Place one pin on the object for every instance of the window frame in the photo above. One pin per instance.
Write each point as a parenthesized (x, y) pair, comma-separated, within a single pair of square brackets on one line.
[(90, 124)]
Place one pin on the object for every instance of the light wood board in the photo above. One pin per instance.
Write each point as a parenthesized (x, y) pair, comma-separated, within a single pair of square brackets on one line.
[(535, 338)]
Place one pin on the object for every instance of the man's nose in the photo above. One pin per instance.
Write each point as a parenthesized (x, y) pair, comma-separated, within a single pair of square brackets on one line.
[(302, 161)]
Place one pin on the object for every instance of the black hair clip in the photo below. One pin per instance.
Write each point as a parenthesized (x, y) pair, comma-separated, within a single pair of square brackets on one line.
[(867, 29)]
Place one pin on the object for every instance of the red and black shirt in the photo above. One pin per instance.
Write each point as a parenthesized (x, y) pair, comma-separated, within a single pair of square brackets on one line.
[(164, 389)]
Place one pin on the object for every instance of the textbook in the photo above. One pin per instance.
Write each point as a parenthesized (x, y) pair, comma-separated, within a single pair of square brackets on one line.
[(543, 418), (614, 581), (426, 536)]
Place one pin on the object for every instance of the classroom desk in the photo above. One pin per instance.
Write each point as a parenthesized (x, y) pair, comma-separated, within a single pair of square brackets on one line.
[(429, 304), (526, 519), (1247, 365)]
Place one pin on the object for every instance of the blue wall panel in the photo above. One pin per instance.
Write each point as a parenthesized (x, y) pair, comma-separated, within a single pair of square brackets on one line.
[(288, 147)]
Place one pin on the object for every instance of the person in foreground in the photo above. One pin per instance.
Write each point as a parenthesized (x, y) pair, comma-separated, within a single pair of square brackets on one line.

###

*YOUR TASK*: Please reproduce every line above, substituting "marker" for each occurrence of "pin" and changing nothing else.

*RESULT FOR THIS EXERCISE*:
Place one marker on the object for every instance of the window frame in the photo above. One marker per instance.
Write each point as a parenthesized (x, y) pair, comma-separated, within a single pair of square brackets on one line.
[(90, 124)]
Place one marker on the object for every instance of the light wood board in the photo above. One marker per instance.
Write each point as a parenthesized (x, y) pair, comma-separated, within a single pair of square brackets on one line.
[(535, 338)]
Place one marker on the object for every instance of the man's nose in the photo above. One marker per instance.
Write each point as a parenthesized (x, y) pair, comma-separated, within a single pair of square brackets on one line.
[(302, 161)]
Place one marker on the object for every instance of the black hair clip in the photo below. One marker per instance.
Write each point as a parenthesized (x, y) pair, comma-separated, within a single pair of square brackets on one line.
[(867, 29)]
Place one marker on the object for every instance of the red and black shirt in the photo above. One marker per instance.
Write each point as a parenthesized (x, y) pair, comma-separated, within a single pair of square brackets on one line.
[(164, 389)]
Place one marker on the object for every instance of the textbook in the photo above. One marker per instance.
Write each point as a parenthesized (x, y) pair, comma-separated, within a single pair of square brackets on one line.
[(543, 418), (614, 581), (426, 536)]
Place one marker on the object for every instance of the classroom desk in the photo above. One marker per instance.
Write each point as a parenthesized (x, y) pair, comma-separated, within a single pair of square brackets on one line.
[(429, 304), (526, 519), (1247, 365)]
Place one marker on the object for every instance of the blue wall panel in the photo above. One marker per instance.
Write each point as a parenthesized (x, y) pair, comma-separated, within a single pair of square brackets on one line.
[(288, 147)]
Place one marker on the object for every instance of the person in foreground in the photo above. One marker per instance.
Write each point as a parenthesized (x, y) pair, comma-separated, within a single pair of square brackets on one line.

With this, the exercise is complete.